▶ _Work request_: Starting with the first line, output the data exactly through to the end.

(Dataset entries)
++++++++++++++++++++
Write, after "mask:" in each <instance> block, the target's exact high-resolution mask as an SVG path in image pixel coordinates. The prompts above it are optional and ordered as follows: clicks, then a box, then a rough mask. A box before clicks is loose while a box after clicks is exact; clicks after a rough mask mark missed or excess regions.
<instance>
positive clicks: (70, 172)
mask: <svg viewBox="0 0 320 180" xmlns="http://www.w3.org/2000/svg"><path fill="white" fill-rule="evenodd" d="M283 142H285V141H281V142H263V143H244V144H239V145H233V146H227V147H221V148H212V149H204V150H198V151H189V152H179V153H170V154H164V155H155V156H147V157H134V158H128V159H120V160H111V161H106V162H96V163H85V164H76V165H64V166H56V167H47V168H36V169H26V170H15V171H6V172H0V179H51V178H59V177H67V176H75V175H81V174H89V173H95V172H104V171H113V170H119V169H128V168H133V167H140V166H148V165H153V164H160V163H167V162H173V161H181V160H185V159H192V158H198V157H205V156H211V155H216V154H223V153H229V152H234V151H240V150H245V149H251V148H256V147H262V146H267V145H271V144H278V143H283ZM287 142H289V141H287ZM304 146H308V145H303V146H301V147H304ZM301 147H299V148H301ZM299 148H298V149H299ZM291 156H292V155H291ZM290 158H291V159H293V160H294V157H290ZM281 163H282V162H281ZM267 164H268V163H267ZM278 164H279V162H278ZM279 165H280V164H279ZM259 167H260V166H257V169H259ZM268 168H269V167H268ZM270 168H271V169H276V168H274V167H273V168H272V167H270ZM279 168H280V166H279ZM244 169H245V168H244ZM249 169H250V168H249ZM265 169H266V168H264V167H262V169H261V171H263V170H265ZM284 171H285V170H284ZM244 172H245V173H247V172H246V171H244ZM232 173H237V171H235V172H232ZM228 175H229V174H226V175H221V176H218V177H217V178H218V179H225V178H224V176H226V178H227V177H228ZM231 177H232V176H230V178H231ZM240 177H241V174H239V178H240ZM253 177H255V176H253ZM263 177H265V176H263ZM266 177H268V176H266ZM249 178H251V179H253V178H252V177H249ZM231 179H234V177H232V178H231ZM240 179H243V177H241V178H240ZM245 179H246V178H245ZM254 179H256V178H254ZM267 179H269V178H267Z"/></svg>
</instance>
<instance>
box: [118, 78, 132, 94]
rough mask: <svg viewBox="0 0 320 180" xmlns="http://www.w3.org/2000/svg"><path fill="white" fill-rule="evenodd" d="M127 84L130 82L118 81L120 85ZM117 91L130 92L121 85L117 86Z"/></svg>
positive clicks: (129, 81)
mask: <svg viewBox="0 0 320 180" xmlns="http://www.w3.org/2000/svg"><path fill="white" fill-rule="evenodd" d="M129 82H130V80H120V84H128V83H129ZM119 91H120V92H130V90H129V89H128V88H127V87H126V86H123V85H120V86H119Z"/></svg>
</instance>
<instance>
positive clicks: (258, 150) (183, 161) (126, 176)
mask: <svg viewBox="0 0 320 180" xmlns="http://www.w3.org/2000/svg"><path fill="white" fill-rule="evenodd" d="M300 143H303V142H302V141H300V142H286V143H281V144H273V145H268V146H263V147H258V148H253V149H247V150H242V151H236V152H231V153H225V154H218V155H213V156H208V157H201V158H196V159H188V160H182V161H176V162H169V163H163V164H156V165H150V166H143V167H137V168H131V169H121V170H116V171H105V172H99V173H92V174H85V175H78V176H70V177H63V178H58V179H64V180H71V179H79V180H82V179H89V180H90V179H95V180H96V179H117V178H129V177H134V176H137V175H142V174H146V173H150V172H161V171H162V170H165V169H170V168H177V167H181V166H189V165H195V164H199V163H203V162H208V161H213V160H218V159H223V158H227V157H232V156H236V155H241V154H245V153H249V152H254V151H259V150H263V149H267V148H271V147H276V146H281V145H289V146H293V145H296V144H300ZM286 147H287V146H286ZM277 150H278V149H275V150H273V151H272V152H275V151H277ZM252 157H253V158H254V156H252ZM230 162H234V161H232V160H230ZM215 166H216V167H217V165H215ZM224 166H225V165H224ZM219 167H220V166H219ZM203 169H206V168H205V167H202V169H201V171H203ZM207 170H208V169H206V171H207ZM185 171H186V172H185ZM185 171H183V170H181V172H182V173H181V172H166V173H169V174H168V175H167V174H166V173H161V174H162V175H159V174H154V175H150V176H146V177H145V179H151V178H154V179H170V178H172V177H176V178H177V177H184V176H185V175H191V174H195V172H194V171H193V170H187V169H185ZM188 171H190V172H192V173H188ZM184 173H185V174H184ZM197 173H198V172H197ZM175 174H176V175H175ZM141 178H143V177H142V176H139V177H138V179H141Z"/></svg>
++++++++++++++++++++
▶ _Task output_:
Write, after "mask:" in each <instance> block, the target's exact high-resolution mask as an SVG path in image pixel coordinates. The prompts above it are optional and ordered as follows: clicks, then a box, then a rough mask. A box before clicks is loose while a box after clicks is exact; clicks after a rough mask mark missed or excess regions.
<instance>
positive clicks: (70, 172)
mask: <svg viewBox="0 0 320 180" xmlns="http://www.w3.org/2000/svg"><path fill="white" fill-rule="evenodd" d="M283 142H285V141H281V142H263V143H244V144H239V145H233V146H227V147H221V148H212V149H204V150H198V151H189V152H179V153H170V154H164V155H155V156H147V157H134V158H128V159H120V160H111V161H106V162H96V163H85V164H76V165H64V166H56V167H47V168H36V169H26V170H15V171H6V172H0V179H51V178H59V177H67V176H75V175H81V174H89V173H95V172H104V171H113V170H119V169H128V168H133V167H140V166H148V165H153V164H160V163H167V162H173V161H181V160H185V159H192V158H198V157H205V156H211V155H216V154H223V153H229V152H234V151H240V150H245V149H251V148H256V147H262V146H267V145H271V144H278V143H283ZM287 142H289V141H287ZM304 146H308V145H303V146H301V147H304ZM301 147H299V148H301ZM299 148H298V149H299ZM291 156H292V155H291ZM290 158H291V159H293V160H294V157H290ZM281 163H282V162H281ZM267 164H268V163H267ZM278 164H279V162H278ZM279 165H280V164H279ZM259 167H260V166H257V169H259ZM268 168H269V167H268ZM270 168H271V169H276V168H274V167H273V168H272V167H270ZM279 168H280V166H279ZM244 169H245V168H244ZM249 169H250V168H249ZM265 169H266V168H264V167H262V169H261V171H263V170H265ZM284 171H285V170H284ZM244 172H245V173H247V172H246V171H244ZM232 173H237V171H235V172H232ZM228 175H229V174H226V175H221V176H218V177H217V178H218V179H225V178H224V176H226V178H227V177H228ZM231 177H232V176H230V178H231ZM240 177H241V174H239V178H240ZM253 177H255V176H253ZM263 177H265V176H263ZM266 177H268V176H266ZM249 178H251V179H253V178H252V177H249ZM231 179H234V177H232V178H231ZM240 179H243V177H241V178H240ZM245 179H246V178H245ZM254 179H256V178H254ZM267 179H269V178H267Z"/></svg>
</instance>
<instance>
box: [118, 78, 132, 94]
rough mask: <svg viewBox="0 0 320 180" xmlns="http://www.w3.org/2000/svg"><path fill="white" fill-rule="evenodd" d="M127 84L130 82L118 81L120 85ZM117 91L130 92L121 85L117 86Z"/></svg>
positive clicks: (129, 81)
mask: <svg viewBox="0 0 320 180" xmlns="http://www.w3.org/2000/svg"><path fill="white" fill-rule="evenodd" d="M129 82H130V80H120V84H128V83H129ZM119 91H120V92H130V90H129V89H128V88H127V87H126V86H123V85H120V86H119Z"/></svg>
</instance>
<instance>
positive clicks: (258, 150) (183, 161) (126, 176)
mask: <svg viewBox="0 0 320 180" xmlns="http://www.w3.org/2000/svg"><path fill="white" fill-rule="evenodd" d="M300 143H303V142H302V141H300V142H286V143H281V144H273V145H268V146H263V147H258V148H253V149H247V150H242V151H236V152H231V153H225V154H218V155H213V156H208V157H201V158H196V159H188V160H182V161H176V162H169V163H163V164H156V165H150V166H143V167H137V168H131V169H121V170H116V171H105V172H99V173H92V174H85V175H78V176H70V177H63V178H58V179H64V180H71V179H79V180H82V179H89V180H90V179H95V180H96V179H117V178H129V177H134V176H137V175H142V174H146V173H150V172H161V171H162V170H165V169H170V168H177V167H181V166H189V165H195V164H199V163H203V162H208V161H213V160H218V159H223V158H227V157H232V156H236V155H241V154H245V153H249V152H254V151H259V150H263V149H267V148H271V147H276V146H281V145H289V146H293V145H296V144H300ZM286 147H287V146H286ZM277 150H278V149H275V150H273V151H272V152H275V151H277ZM252 157H253V158H254V156H252ZM230 162H234V161H232V160H230ZM215 166H216V167H217V165H215ZM224 166H225V165H224ZM219 167H220V166H219ZM203 169H206V168H205V167H202V169H201V171H203ZM207 170H208V169H206V171H207ZM185 171H186V172H185ZM185 171H183V170H181V172H182V173H181V172H166V173H169V174H168V175H167V174H166V173H161V174H162V175H159V174H154V175H150V176H146V177H145V179H151V178H154V179H170V178H172V177H176V178H177V177H184V176H185V175H191V174H195V172H194V171H193V170H187V169H185ZM188 171H190V172H192V173H188ZM184 173H185V174H184ZM197 173H198V172H197ZM175 174H176V175H175ZM141 178H143V177H142V176H139V177H138V179H141Z"/></svg>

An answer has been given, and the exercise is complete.